## SUPPLIED DATA:
○ ○ ○ ○ ○

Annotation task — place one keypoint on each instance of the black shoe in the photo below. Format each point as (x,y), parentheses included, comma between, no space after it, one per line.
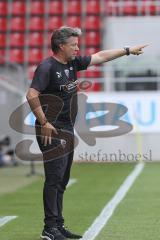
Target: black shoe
(68,234)
(52,234)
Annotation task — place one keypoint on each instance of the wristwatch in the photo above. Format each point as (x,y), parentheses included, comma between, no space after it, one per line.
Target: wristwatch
(44,122)
(127,50)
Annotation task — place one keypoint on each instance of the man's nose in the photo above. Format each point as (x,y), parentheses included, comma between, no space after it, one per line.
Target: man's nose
(77,48)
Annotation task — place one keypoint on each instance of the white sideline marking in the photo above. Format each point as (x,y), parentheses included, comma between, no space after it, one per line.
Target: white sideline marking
(71,182)
(6,219)
(108,210)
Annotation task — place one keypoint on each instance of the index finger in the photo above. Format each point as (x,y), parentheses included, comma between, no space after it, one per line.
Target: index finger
(143,46)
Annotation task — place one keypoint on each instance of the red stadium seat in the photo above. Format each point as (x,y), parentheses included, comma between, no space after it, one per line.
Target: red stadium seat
(74,7)
(35,55)
(93,7)
(92,23)
(112,8)
(37,7)
(18,7)
(2,56)
(54,22)
(74,21)
(91,50)
(35,39)
(17,55)
(18,24)
(2,40)
(130,8)
(55,7)
(3,8)
(36,24)
(3,24)
(17,40)
(148,9)
(92,38)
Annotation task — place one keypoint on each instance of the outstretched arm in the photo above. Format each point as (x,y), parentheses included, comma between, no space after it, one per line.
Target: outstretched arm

○ ○ ○ ○ ○

## TASK BRIEF:
Copy out the lines above unchanged. Skip the images.

## TASK ANSWER:
Annotation task — place one keypoint on each instance of the black shoe in the photo below. Format each point as (x,y), parentheses included, comma between, no space after it, one per line.
Target: black shoe
(68,234)
(52,234)
Annotation task — place one keypoint on each instance of the wristwatch in the photo above. Format each point as (x,y), parentheses included, comma between, no space after it, one per line.
Target: wristwatch
(44,122)
(127,50)
Annotation task — place one keypoint on each instance of the man's nose in the photo above. Format each point as (x,y), parentheses included, comma between, no space after it, one per line.
Target: man's nose
(77,48)
Annotation task — place one keypoint on each instance of the white sideline marking in the photo above. Format each point as (x,y), parentheses included, comma between, no space after it, one per line.
Target: white sideline marking
(71,182)
(6,219)
(108,210)
Annotation task — place one keypoint on each instance of the index finger in the photo above. Format each point as (x,y), parentheses included, comma between, no space after it, one per line.
Target: index finger
(143,46)
Annotation task — place one keypoint on each instance of the red stadium seat in the photo above. Format each point as (x,y), parentheses included, comma between, no space after it, one per line.
Target: red stadium seat
(74,7)
(35,55)
(93,7)
(92,23)
(112,8)
(37,7)
(18,7)
(2,56)
(54,22)
(74,21)
(91,50)
(35,39)
(17,55)
(18,24)
(2,40)
(130,8)
(55,7)
(3,8)
(36,24)
(3,24)
(17,40)
(148,9)
(92,38)
Annotation task — place one keypoint on each instance of the outstretched arm in the photo above. Format each point as (x,y), parentheses included, comma between, no space after it, one per line.
Target: outstretched arm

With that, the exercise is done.